— Start of Records for the task —

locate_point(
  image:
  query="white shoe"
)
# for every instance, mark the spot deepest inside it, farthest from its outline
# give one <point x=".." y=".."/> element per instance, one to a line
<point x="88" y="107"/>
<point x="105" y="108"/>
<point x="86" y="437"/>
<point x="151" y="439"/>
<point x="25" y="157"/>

— End of Records for the task —

#### Exercise directions
Reproduce the records above verbatim, line by line, with no changes.

#### Answer below
locate_point(
  image:
  query="white shoe"
)
# for every instance, mark the spot deepest inside it, farthest from its outline
# give one <point x=".." y=".."/> element per instance, one to a line
<point x="88" y="107"/>
<point x="105" y="108"/>
<point x="86" y="437"/>
<point x="151" y="439"/>
<point x="25" y="157"/>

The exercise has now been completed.